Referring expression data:
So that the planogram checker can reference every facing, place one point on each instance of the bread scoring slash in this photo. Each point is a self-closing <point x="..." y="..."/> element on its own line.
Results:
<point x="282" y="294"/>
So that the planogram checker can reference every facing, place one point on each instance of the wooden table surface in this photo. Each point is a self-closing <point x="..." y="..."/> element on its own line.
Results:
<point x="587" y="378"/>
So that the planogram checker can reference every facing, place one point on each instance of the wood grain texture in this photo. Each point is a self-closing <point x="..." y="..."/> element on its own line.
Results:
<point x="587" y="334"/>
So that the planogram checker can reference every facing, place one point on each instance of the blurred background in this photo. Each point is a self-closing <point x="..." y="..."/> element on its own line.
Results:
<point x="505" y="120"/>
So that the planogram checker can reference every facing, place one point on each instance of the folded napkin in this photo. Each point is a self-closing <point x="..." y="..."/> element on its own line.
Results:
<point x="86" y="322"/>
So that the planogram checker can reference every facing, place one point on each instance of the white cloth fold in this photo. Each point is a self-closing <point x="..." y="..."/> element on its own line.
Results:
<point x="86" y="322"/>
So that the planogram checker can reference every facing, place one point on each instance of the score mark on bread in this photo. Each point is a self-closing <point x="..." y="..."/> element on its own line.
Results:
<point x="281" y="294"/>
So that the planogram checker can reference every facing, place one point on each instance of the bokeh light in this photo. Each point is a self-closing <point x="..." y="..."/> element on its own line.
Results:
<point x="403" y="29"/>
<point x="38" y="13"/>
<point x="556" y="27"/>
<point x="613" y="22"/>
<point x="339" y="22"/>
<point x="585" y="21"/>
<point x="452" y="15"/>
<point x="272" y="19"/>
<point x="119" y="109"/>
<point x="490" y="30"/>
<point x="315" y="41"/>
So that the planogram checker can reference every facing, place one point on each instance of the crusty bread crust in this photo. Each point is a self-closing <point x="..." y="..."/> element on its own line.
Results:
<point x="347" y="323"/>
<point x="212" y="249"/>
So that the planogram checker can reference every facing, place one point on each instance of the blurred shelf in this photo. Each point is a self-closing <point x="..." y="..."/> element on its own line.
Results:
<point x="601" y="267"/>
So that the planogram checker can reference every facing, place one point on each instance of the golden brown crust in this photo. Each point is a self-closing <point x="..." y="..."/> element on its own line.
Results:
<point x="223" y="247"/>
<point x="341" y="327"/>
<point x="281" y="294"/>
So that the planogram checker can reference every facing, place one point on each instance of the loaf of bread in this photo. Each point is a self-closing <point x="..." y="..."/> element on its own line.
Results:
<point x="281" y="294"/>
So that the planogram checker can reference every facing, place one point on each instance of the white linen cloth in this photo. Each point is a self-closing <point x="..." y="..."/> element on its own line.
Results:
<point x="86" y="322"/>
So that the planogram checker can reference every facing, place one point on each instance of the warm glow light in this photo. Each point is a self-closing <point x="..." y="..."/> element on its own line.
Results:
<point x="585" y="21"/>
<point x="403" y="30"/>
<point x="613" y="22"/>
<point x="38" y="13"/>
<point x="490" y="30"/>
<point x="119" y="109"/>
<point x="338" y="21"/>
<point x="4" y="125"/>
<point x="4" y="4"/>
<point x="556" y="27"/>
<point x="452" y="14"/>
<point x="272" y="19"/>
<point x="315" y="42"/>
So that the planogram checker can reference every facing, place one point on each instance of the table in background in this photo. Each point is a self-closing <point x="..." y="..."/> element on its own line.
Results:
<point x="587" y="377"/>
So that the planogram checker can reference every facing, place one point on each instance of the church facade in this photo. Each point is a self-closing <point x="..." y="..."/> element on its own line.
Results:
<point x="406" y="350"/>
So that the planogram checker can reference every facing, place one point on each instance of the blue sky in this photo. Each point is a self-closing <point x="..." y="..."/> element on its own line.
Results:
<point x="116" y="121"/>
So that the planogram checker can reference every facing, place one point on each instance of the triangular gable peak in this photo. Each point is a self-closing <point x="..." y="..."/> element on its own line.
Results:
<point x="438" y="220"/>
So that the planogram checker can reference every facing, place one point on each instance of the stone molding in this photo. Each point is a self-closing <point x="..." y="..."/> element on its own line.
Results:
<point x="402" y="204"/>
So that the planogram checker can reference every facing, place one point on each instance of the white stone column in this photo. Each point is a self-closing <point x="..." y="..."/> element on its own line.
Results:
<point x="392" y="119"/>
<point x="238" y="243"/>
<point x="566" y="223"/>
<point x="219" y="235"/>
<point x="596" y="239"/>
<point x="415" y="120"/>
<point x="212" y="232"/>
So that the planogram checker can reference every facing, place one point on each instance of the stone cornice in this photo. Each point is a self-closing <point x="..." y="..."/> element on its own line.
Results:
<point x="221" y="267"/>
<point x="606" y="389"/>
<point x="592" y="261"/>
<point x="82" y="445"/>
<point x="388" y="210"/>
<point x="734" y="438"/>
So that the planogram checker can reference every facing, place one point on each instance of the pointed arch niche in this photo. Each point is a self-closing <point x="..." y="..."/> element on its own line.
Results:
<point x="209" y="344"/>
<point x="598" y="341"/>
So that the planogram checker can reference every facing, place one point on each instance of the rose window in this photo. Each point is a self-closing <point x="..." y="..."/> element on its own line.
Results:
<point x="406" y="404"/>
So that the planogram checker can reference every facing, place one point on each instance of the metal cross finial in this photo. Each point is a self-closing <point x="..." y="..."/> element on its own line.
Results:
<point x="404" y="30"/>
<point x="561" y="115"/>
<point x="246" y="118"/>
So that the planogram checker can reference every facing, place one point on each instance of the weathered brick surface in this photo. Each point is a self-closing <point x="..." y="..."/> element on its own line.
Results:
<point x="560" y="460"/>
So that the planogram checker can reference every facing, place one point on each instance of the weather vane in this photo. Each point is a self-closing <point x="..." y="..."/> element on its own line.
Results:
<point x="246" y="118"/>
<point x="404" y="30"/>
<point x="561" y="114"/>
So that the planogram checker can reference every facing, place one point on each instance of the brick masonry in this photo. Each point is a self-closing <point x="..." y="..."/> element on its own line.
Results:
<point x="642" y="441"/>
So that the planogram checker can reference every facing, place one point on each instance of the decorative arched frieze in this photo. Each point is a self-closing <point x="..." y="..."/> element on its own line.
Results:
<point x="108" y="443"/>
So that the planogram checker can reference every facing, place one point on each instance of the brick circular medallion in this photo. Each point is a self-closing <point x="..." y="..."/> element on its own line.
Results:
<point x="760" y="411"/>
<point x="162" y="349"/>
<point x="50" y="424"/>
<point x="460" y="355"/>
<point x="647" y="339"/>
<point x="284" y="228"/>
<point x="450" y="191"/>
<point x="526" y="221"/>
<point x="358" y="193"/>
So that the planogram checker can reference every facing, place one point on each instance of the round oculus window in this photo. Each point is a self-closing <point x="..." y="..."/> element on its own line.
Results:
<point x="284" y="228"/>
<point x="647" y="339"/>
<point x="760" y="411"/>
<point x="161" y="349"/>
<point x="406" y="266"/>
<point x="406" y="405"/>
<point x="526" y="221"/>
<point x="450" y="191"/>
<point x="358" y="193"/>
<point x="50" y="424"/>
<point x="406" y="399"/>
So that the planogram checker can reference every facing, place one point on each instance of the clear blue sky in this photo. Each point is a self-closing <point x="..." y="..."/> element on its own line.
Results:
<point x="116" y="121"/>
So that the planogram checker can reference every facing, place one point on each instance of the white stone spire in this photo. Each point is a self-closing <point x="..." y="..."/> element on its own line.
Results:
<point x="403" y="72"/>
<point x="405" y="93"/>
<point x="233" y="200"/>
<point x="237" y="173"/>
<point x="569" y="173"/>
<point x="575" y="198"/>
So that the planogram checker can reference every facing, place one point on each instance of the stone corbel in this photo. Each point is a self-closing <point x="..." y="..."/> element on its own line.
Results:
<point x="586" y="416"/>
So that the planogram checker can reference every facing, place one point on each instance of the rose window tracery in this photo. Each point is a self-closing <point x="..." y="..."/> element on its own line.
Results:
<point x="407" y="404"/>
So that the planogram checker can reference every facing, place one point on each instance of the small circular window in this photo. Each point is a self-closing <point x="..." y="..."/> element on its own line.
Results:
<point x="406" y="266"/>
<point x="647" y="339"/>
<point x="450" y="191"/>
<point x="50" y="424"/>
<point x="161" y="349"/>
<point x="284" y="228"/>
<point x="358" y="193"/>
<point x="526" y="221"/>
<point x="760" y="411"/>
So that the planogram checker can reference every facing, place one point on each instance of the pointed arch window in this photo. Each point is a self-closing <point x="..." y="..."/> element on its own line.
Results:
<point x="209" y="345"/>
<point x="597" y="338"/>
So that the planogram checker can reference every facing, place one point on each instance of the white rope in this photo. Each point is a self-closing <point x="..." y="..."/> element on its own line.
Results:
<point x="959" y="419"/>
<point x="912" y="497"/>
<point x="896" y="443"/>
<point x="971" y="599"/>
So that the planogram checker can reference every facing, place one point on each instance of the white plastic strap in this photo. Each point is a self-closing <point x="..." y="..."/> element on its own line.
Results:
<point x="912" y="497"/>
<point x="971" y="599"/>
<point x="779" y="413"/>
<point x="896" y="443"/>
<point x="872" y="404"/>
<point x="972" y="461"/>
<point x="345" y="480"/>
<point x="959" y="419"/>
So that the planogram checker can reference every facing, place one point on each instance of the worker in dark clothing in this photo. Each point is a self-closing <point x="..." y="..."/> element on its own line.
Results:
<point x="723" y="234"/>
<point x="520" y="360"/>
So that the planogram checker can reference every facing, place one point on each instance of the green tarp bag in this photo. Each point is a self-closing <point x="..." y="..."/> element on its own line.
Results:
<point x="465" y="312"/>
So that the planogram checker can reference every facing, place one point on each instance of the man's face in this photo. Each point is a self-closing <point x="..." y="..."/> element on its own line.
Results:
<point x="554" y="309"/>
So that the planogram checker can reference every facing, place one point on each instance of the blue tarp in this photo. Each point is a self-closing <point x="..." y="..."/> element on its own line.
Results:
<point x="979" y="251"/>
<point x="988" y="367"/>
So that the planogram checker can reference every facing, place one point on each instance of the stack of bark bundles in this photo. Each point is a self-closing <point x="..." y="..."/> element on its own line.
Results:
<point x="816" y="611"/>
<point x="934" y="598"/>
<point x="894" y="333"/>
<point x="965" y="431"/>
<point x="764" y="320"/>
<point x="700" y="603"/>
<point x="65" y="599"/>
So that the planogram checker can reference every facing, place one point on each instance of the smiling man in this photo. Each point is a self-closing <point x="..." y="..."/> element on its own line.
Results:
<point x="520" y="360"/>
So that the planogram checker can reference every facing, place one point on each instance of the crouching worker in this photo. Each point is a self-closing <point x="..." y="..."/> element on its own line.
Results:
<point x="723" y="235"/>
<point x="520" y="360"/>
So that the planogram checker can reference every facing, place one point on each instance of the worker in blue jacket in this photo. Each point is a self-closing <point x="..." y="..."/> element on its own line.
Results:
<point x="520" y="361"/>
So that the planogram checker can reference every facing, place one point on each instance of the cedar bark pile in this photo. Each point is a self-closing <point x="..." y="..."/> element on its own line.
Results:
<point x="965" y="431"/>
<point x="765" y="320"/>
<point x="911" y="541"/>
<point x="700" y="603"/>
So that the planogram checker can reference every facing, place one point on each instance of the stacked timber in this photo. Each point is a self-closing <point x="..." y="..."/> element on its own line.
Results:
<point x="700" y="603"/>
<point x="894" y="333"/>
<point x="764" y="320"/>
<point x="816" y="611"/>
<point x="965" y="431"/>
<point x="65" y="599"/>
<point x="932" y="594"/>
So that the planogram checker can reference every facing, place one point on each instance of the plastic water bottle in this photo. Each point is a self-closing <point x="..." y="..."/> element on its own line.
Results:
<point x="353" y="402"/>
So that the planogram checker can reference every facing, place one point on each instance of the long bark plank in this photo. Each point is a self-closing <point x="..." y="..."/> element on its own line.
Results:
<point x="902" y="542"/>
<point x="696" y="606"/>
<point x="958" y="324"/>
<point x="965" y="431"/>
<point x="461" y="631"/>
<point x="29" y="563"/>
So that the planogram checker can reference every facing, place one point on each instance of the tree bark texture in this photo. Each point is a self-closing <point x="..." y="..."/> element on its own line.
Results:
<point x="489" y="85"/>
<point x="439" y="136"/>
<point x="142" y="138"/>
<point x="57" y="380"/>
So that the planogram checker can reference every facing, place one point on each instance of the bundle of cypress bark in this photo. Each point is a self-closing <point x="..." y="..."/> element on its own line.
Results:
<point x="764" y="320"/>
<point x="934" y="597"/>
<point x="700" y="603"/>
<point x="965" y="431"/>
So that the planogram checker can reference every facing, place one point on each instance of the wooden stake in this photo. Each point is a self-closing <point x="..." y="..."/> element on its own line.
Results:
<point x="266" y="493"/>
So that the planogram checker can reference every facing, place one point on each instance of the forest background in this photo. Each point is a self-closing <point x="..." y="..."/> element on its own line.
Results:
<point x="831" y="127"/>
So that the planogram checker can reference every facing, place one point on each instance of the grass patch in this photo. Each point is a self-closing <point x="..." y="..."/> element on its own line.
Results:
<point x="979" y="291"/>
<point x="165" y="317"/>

§ **What to do**: Please show every line above that includes the word "table".

§ **Worked solution**:
So that the planogram checker can reference every facing, place one point on each instance of the wooden table surface in this photo. Each point is a self-closing <point x="..." y="..."/> element on its own line.
So that the planogram checker can reference every facing, place one point on each instance of the table in background in this photo. Each point is a self-closing <point x="..." y="..."/> element on its own line.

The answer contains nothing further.